#### [TASK LIST]
#1 According to the exhibition text, which media did the work of these artists encompass?
#2 Convert the records, from the line containing "Target = screened sunroom" down to the line containing "x=496 y=336" with both of those lines included, into a JSON list of strings with one string per line. Skip blank lines and leave out the pictures.

Woman Pioneers of Abstraction
22 January - 25 September 2022FREE entry, no ticket needed
East End Gallery
Woman Pioneers of Abstraction highlights woman artists in the Sainsbury Centre’s collection who were at the vanguard of developments in abstraction between the First and Second World Wars.
Sonia Delaunay (1885–1979), Sophie Taeuber-Arp (1889–1943) and Natalie Goncharova (1881–1962) were all key innovators of abstraction. They forged a multi-disciplinary practice that ignored the established hierarchies that had traditionally separated craft from art. Their work encompassed a range of media including painting, printmaking, fashion, textiles and drawing. Woman artists were frequently encouraged into craft disciplines rather than fine art, which often served to advance experimentation in their practice. Often overshadowed in their lifetime by more famous male partners, their contribution to key innovations in Twentieth Century Art is now being fully recognised.

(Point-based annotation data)
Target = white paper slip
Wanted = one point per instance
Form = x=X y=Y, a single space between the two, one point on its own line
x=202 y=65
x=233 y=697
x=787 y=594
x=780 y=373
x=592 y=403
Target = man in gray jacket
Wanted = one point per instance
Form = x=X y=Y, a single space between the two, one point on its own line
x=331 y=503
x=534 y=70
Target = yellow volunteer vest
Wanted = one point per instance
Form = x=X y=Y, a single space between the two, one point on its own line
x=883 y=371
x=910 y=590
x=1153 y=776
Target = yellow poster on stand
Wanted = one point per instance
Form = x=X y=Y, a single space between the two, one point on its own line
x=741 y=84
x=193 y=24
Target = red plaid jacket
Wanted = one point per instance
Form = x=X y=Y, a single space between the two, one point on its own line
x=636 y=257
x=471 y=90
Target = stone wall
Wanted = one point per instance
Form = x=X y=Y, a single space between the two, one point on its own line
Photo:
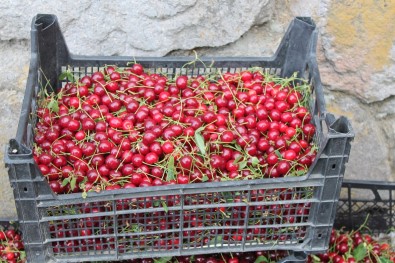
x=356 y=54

---

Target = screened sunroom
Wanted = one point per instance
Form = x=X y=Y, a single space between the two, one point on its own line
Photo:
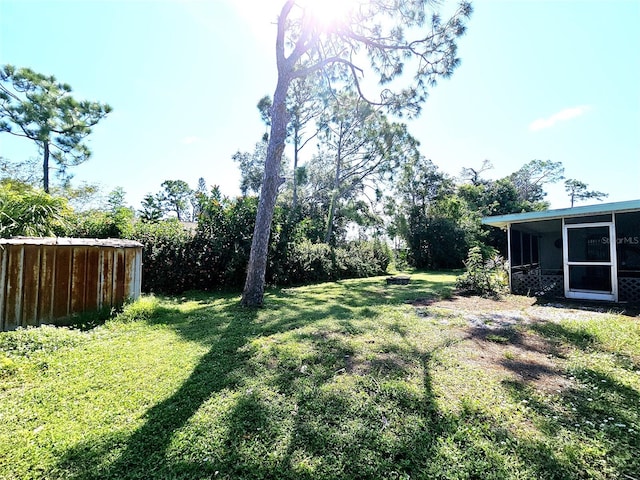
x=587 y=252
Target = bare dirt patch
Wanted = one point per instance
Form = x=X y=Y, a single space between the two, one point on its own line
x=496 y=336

#### [FULL SOLUTIONS]
#1 Painting, printmaking, fashion, textiles and drawing.

#2
[
  "Target = screened sunroom",
  "Wanted = one point per instance",
  "Form = x=X y=Y, a single space between the two, one point on its own line",
  "Photo:",
  "x=587 y=252",
  "Target = bare dirt patch",
  "Wanted = one point per instance",
  "Form = x=X y=Y, a single space between the two, one point on its own line",
  "x=496 y=336"
]